PAGE EXTRACT:
[Start of Attachment]
Fetal membranes

The fetal membranes are the four extraembryonic membranes, associated with the developing embryo, and fetus in humans and other mammals. They are the amnion, chorion, allantois, and yolk sac.[1] The amnion and the chorion are the chorioamniotic membranes that make up the amniotic sac which surrounds and protects the embryo.[2] The fetal membranes are four of six accessory organs developed by the conceptus that are not part of the embryo itself, the other two are the placenta, and the umbilical cord.[1]

Fetal membranes
Fetal membranes at end of second month with chorion shown in its two subdivisions
Details
Identifiers
Latinadnexa fetalia
TEmembranes_by_E6.0.2.0.0.0.1 E6.0.2.0.0.0.1
Anatomical terminology

Structure

Placenta shown with attached fetal membranes

The fetal membranes surround the developing embryo and form the fetal-maternal interface.[3] The fetal membranes are derived from the trophoblast layer (outer layer of cells) of the implanting blastocyst.[3] The trophoblast layer differentiates into amnion and the chorion, which then comprise the fetal membranes.[4] The amnion is the innermost layer and, therefore, contacts the amniotic fluid, the fetus and the umbilical cord.[5] The internal pressure of the amniotic fluid causes the amnion to be passively attached to the chorion.[4] The chorion functions to separate the amnion from the maternal decidua and uterus.[4] The placenta develops from the chorion of the embryo and the uterine tissue of the mother.

Development of the fetal membranes

Initially, the amnion is separated from the chorion by chorionic fluid.[4] The fusion of the amnion and chorion is completed in the human at the 12th week of development.[6]

Microanatomy

Fetal membranes illustrated at week 3 following gastrulation

From inside to outside, the fetal membranes consist of amnion and chorion. In addition, parts of decidua are often attached to the outside of the chorion.

Amnion

The amnion is avascular, meaning it does not contain its own blood vessels. Therefore, it must obtain necessary nutrients and oxygen from nearby chorionic and amniotic fluid, and fetal surface vessels.[7][8] The amnion is characterised by cuboidal and columnar epithelial layers.[7] The columnar cells are located in the vicinity of the placenta, whereas the cuboidal cells are found in the periphery.[7] During early pregnancy, the amnionic epithelium is sparsely covered in microvilli, which increase in number throughout pregnancy.[4] The function of this microvillous surface is associated with a densely-packed glycocalix with anionic binding sites; these are thought to be involved with intra-amnionic lipid synthesis.[4] This amnionic epithelium is connected to a basement membrane, which is then attached by filaments to a connective tissue layer.[9]

Chorion

The chorionic membrane is a fibrous tissue layer containing the fetal blood vessels.[4] Chorionic villi form on the outer surface of the chorion, which maximise surface area for contact with maternal blood.[4] The chorionic villi are involved in fetal-maternal exchange.[10]

Yolk sac

The yolk sac is a membranous sac attached to an embryo, formed by cells of the hypoblast layer of the bilaminar embryonic disc. This is alternatively called the umbilical vesicle. In humans, the yolk sac is important in early embryonic blood supply,[11]

Allantois

The human allantois is a caudal out-pouching of the yolk sac, which becomes surrounded by the mesodermal connecting stalk or body-stalk. The vasculature of the body-stalk develops into umbilical arteries that carry deoxygenated blood to the placenta.[12] It is externally continuous with the proctodeum and internally continuous with the cloaca. The embryonic allantois becomes the fetal urachus, which connects the fetal bladder (developed from cloaca) to the yolk sac. The urachus removes nitrogenous waste from the fetal bladder.[13] After birth the urachus is closed, and becomes the median umbilical ligament.
[End of Attachment]
Copy the passage of the fetal membranes text from "Initially, the amnion" up to and including "of the chorion.".

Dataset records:
[Start of Attachment]
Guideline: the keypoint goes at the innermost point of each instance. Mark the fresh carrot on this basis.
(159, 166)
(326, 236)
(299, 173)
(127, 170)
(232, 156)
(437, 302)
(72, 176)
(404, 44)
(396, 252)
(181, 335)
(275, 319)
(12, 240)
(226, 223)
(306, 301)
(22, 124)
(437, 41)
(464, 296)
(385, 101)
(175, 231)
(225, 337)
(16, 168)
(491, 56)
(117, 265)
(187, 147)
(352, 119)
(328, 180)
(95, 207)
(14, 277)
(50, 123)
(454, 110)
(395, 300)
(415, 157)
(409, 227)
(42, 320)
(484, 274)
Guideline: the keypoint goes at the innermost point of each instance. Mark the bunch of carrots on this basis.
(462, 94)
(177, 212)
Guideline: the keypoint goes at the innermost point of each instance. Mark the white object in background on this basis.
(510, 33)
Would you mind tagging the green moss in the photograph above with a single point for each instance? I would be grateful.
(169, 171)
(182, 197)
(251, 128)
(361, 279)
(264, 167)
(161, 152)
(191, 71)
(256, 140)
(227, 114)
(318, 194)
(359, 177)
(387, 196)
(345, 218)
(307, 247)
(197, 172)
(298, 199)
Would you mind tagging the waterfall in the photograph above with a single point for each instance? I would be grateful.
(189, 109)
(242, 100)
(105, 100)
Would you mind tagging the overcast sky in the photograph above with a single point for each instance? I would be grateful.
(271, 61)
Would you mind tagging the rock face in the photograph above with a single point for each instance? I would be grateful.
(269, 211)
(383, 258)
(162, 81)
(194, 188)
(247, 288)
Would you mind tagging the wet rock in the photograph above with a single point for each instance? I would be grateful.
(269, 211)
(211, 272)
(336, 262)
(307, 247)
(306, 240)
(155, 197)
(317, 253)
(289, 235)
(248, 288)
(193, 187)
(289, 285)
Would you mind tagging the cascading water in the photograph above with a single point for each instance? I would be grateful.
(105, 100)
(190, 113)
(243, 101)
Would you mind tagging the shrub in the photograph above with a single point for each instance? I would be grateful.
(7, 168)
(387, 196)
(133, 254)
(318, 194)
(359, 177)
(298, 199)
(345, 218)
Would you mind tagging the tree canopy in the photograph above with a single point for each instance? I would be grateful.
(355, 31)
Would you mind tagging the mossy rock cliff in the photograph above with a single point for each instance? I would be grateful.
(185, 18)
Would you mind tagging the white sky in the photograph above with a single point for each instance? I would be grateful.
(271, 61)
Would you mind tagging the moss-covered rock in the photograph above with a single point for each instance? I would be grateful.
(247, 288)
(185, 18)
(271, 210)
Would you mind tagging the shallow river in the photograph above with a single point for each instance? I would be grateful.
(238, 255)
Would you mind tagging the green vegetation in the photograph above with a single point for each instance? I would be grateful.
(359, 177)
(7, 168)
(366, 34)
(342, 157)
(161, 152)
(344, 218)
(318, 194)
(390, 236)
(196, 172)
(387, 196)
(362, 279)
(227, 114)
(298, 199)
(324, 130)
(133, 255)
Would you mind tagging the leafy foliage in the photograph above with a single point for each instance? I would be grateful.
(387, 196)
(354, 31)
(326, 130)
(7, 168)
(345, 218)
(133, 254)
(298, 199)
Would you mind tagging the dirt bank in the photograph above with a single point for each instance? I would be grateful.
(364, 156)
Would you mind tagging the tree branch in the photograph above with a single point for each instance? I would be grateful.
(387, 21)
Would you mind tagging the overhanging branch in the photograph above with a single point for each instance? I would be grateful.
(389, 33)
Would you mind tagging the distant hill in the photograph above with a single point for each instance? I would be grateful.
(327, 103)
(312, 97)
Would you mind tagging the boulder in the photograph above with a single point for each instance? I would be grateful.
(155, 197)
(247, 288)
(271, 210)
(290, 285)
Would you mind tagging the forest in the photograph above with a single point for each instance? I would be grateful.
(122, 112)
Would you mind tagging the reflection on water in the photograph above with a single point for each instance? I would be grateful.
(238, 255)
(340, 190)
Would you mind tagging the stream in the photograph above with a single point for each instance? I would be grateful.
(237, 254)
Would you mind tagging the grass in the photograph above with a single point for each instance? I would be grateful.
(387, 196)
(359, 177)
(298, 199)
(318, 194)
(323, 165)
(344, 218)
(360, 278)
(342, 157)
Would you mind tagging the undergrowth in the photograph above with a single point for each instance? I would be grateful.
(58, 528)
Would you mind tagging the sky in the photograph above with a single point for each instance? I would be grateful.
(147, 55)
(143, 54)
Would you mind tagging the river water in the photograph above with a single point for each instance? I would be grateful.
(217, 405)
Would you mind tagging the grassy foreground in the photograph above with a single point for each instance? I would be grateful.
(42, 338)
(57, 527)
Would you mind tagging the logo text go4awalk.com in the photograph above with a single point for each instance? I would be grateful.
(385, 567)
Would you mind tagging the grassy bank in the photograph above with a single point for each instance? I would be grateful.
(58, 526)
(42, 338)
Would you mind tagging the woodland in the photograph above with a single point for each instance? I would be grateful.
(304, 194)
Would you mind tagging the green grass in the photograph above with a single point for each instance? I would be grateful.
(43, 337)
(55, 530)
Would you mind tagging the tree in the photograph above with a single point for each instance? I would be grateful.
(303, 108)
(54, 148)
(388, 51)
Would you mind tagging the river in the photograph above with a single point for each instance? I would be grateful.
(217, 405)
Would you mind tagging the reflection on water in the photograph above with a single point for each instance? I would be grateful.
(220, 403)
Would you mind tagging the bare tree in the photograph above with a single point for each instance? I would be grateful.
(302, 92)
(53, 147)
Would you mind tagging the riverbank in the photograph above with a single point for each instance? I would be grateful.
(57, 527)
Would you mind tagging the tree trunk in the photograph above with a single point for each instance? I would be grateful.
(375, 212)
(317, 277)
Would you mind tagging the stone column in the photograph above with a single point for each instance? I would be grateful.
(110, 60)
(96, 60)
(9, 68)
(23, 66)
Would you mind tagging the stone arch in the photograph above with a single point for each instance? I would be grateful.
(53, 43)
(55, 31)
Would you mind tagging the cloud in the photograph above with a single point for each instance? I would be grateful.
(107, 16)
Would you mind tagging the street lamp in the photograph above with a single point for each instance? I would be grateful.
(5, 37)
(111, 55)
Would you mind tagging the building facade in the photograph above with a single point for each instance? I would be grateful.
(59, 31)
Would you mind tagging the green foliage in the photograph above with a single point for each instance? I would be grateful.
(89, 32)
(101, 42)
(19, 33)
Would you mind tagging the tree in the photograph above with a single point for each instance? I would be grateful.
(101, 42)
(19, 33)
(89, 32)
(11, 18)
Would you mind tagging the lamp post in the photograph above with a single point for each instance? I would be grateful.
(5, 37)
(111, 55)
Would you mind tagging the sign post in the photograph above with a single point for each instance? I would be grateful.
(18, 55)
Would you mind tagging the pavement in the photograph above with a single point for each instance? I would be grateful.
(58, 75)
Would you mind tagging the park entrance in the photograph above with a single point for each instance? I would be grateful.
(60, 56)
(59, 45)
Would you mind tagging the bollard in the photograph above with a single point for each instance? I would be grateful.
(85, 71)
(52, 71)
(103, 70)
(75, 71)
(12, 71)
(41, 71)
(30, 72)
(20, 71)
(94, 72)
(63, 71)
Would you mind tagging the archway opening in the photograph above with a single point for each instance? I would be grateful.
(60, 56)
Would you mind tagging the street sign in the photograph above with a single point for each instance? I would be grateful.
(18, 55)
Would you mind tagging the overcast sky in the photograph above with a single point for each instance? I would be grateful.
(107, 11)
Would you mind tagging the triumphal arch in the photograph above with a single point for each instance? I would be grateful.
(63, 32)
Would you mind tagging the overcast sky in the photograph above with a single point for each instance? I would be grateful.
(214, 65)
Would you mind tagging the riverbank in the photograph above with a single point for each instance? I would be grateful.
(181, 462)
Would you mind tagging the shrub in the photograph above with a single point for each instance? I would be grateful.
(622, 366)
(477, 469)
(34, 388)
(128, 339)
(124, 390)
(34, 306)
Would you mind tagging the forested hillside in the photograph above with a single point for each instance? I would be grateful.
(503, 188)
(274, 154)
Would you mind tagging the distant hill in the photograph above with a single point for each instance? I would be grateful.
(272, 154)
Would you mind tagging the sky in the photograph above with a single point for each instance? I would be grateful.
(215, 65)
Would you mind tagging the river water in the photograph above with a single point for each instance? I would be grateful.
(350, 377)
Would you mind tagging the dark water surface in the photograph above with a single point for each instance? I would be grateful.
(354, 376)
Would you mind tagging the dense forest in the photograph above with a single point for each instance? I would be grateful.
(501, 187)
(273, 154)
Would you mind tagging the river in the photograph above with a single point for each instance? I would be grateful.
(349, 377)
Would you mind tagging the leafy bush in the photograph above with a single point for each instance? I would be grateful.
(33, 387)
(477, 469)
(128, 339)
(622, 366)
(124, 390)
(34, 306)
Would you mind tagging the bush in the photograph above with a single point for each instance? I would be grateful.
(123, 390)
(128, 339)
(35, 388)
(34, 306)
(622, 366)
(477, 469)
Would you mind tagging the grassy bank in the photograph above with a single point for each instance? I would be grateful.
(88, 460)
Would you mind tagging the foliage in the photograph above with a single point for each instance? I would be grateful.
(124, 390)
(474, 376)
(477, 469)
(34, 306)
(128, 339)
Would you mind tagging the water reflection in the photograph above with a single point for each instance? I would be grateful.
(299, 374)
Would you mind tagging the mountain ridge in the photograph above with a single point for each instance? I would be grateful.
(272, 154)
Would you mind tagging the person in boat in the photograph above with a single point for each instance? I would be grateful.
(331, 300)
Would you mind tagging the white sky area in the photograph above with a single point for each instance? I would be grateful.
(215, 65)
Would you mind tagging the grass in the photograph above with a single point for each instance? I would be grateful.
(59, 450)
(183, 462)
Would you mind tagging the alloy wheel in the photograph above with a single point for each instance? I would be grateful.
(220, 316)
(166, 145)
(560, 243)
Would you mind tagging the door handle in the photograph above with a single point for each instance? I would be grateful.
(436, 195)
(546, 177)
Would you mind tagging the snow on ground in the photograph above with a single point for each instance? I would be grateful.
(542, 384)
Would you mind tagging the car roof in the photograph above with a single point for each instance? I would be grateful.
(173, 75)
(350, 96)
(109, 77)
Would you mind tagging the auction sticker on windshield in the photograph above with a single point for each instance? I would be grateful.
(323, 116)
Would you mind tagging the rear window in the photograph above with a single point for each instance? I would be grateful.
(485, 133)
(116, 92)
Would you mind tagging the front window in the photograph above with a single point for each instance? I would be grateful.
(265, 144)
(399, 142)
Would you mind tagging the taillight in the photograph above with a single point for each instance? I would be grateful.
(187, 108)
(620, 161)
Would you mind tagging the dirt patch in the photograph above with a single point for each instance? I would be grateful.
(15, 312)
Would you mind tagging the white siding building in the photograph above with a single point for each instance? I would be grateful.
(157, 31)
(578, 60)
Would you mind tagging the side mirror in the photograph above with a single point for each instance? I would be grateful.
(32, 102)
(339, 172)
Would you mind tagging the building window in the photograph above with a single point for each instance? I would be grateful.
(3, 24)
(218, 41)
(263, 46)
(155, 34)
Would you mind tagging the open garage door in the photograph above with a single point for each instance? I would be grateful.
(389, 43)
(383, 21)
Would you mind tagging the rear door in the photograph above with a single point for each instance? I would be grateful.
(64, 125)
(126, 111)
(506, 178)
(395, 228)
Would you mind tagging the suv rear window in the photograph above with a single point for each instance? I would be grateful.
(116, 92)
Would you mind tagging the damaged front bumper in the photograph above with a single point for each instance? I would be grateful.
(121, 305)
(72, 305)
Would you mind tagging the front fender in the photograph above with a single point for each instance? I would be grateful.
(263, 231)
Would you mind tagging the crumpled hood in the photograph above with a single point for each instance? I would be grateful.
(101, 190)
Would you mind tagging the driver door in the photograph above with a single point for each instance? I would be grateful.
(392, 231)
[End of Attachment]
EXERCISE ANSWER:
Initially, the amnion is separated from the chorion by chorionic fluid.[4] The fusion of the amnion and chorion is completed in the human at the 12th week of development.[6]

Microanatomy

Fetal membranes illustrated at week 3 following gastrulation

From inside to outside, the fetal membranes consist of amnion and chorion. In addition, parts of decidua are often attached to the outside of the chorion.